[Begin RECORDED INFORMATION]

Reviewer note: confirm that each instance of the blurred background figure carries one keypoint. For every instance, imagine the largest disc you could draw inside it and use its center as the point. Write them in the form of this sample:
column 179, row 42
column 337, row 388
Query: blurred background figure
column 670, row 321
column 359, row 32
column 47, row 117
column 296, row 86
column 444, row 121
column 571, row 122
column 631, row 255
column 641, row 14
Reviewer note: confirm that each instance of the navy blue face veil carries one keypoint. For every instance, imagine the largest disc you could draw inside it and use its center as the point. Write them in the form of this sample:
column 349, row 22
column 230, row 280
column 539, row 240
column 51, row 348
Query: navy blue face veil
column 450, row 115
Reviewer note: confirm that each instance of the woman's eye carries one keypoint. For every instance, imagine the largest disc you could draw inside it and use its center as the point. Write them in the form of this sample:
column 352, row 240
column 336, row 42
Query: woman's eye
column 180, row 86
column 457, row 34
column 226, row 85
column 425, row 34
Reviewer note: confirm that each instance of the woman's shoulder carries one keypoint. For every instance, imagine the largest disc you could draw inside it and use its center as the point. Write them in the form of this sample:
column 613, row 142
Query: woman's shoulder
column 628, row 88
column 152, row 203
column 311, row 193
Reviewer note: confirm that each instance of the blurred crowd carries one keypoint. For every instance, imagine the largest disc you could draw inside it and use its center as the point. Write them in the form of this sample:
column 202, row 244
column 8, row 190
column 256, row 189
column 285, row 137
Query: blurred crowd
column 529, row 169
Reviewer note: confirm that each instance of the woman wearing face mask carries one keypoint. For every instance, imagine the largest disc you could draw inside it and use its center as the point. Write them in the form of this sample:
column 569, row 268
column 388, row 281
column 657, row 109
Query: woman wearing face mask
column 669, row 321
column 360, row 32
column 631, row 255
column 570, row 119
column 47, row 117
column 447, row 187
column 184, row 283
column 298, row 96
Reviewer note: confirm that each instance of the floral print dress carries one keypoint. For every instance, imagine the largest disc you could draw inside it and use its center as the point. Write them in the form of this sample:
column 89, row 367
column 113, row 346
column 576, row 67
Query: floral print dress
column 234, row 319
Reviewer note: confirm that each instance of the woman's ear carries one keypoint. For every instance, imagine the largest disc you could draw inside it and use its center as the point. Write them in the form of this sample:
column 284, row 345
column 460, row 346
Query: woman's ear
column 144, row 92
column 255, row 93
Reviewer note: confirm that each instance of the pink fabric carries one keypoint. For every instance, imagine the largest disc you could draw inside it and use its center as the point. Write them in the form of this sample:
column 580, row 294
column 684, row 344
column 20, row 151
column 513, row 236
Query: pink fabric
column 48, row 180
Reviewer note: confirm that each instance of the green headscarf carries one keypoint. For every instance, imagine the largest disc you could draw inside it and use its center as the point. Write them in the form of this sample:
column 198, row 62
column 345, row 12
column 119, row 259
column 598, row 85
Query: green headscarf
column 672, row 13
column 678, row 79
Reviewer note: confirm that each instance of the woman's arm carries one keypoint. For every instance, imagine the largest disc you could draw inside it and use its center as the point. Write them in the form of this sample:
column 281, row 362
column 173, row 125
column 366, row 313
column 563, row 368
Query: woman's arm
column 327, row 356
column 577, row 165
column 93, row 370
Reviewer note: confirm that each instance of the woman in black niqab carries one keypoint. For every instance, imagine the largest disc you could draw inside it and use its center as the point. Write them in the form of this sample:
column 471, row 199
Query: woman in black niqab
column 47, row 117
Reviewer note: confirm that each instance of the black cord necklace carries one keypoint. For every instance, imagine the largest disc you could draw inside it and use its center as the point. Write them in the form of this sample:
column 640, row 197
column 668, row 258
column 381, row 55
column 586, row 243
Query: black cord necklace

[End RECORDED INFORMATION]

Switch "face veil" to "headscarf" in the entries starting at the line containing "Reviewer note: confirm that each instance of the navy" and ending at the line containing "column 450, row 115". Give back only those lines, with nothing else changed.

◆ **IN RESPONSE**
Reviewer note: confirm that each instance of the navy blue headscarf carries one keypoint. For every instance, imagine the largest disc you could draw inside it and use its center as the point. Write them in the form of this sample:
column 349, row 22
column 230, row 280
column 539, row 240
column 51, row 348
Query: navy blue headscarf
column 450, row 115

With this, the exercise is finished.